EXCERPT TO READ:
Exelon Patch The FDA has approved the first ever skin patch for the treatment of mild to moderate Alzheimer’s disease. Called the Exelon Patch, this patch has also been approved to treat mild to moderate Parkinson’s disease dementia, says the maker drug company Novartis.

But, Exelon is not new to the medical scene. It has already been available in capsules to treat mild to moderate forms of Alzheimer’s disease and mild to moderate cases of dementia associated with Parkinson’s disease.

In July 2006, researchers reported that putting Exelon in a patch form might help to simplify the drug’s use especially for people who have severe trouble swallowing tablets.

The researchers also felt that a skin patch would reduce nausea and vomiting associated with Exelon’s class of drugs.

Now, according to Novartis, Exelon’s skin patch tremendously reduces the drug’s gastrointestinal side effects.

DATA TO EXAMINE:
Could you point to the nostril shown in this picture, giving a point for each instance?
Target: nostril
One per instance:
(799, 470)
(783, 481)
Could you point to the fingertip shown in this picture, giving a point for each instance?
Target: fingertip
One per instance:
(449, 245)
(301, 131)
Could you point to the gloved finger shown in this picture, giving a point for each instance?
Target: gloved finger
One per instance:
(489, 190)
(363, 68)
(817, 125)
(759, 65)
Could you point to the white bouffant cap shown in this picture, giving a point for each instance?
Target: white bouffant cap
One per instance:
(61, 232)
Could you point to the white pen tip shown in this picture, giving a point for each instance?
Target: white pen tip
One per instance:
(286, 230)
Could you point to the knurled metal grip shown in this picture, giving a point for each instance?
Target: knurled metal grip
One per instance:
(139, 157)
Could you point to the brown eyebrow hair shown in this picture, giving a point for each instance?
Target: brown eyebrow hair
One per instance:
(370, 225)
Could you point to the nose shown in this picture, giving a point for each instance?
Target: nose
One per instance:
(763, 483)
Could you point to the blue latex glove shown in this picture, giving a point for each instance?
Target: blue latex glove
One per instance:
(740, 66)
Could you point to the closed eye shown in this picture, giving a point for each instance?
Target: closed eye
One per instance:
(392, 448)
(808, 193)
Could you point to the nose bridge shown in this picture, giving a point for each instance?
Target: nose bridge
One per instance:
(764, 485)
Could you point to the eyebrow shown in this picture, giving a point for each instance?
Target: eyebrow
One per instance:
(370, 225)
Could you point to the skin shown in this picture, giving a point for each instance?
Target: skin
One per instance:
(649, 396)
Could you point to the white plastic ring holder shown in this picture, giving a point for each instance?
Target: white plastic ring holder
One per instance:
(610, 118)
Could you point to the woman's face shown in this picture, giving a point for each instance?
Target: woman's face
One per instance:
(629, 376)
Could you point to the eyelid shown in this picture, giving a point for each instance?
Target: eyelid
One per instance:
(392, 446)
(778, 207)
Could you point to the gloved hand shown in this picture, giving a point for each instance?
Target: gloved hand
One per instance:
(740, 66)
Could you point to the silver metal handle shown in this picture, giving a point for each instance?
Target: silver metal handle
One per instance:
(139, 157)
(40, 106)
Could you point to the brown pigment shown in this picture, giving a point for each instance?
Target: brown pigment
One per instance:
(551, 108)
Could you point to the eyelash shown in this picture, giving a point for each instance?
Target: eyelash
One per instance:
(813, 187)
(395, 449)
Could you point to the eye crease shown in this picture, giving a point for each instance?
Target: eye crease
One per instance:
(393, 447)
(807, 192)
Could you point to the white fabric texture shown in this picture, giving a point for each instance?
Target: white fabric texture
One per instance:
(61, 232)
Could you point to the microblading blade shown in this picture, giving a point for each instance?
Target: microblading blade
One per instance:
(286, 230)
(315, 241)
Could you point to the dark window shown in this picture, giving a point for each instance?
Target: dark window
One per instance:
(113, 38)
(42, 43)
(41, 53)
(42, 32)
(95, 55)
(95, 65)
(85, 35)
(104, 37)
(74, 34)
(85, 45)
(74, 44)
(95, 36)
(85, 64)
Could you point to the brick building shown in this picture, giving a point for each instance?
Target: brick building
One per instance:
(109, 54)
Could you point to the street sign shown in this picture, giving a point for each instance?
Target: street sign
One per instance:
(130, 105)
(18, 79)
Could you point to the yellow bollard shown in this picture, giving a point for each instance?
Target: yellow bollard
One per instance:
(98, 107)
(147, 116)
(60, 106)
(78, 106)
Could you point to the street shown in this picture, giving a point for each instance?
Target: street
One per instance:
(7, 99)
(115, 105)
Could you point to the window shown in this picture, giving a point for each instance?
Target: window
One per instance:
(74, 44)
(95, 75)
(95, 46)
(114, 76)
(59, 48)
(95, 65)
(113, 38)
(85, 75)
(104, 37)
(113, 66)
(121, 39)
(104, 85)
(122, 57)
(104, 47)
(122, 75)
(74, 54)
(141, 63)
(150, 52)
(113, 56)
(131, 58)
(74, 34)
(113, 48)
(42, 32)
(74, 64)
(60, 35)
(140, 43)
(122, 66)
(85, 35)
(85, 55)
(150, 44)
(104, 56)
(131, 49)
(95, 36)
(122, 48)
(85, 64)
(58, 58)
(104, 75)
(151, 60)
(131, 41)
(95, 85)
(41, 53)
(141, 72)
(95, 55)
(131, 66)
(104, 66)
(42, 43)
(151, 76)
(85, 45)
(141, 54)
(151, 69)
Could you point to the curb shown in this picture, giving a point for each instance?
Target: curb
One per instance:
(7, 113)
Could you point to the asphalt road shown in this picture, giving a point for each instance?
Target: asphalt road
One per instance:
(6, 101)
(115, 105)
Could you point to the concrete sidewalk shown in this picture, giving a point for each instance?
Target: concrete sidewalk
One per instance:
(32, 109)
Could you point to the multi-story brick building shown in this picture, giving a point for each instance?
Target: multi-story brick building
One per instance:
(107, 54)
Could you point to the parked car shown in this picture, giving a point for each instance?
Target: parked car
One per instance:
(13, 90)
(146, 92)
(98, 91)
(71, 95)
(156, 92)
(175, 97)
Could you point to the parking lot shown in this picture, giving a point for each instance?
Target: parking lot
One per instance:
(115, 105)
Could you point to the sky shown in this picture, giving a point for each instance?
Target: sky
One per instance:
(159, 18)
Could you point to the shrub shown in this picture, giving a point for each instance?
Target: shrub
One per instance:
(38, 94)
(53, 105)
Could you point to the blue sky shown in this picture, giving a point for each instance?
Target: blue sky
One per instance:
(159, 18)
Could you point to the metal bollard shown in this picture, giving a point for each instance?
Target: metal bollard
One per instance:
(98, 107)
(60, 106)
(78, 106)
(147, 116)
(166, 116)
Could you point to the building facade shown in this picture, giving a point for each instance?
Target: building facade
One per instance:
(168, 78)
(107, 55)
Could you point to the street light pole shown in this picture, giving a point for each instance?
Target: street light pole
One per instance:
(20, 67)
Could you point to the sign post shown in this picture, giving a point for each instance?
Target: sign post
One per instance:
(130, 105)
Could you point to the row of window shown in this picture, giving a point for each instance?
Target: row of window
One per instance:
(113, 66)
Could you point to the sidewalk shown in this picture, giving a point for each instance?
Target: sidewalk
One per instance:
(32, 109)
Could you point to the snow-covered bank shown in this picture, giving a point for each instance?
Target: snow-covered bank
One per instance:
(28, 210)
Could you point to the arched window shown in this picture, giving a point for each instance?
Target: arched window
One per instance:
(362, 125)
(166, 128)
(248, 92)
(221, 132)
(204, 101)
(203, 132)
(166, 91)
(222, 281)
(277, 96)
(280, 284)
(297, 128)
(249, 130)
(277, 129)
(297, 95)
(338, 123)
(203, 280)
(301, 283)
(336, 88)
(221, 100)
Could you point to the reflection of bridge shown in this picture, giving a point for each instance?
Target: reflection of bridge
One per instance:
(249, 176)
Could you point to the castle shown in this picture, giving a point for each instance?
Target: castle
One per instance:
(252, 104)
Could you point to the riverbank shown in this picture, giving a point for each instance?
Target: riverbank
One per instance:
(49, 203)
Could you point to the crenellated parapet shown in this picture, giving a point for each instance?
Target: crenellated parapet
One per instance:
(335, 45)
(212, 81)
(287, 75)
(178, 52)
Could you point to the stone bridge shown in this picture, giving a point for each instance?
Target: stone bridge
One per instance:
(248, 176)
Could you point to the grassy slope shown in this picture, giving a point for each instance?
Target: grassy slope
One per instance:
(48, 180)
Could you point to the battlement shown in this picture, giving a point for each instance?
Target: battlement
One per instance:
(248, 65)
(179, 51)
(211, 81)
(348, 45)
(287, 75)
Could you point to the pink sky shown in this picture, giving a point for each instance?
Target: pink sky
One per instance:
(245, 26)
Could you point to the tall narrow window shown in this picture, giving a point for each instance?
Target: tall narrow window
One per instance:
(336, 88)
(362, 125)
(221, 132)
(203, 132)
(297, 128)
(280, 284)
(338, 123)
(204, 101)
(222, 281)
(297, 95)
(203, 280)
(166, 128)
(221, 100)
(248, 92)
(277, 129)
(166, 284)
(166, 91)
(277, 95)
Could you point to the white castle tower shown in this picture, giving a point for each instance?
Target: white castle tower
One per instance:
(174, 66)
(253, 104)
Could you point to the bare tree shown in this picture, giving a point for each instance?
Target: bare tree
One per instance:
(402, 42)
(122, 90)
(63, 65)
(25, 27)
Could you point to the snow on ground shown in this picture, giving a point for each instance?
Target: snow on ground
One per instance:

WORK TASK:
Continue the text about the Exelon skin patch for Alzheimer's disease, starting right after its last sentence. The material that comes after this text stands on its own and has no connection to it.

THE ANSWER:
The Exelon skin Patch is to be applied once daily to the back, chest or upper arm. It also maintains steady blood levels of the drug throughout the day.

Novartis said that the FDA approved the Exelon Patch based on results from an international study that included around 1200 patients with mild to moderate Alzheimer’s disease.

For the study, the patients took Exelon capsules, wore the Exelon Patch or got a placebo treatment.

According to Novartis, “Exelon Patch showed similar efficacy to the highest doses of Exelon capsules and the recommended dose (9.5 milligrams per 24 hours) was generally well tolerated by patients.”

However, Novartis the marker of the Exelon Patch has warned that taking higher-than-recommended doses could be associated with nausea, vomiting, diarrhea, appetite loss and weight loss.

As with the capsule form, the company also recommended that the medicated patch be used with caution in people with a history of so-called “sick sinus syndrome,” ulcers, asthma and other chronic lung diseases, seizures, or urinary obstruction.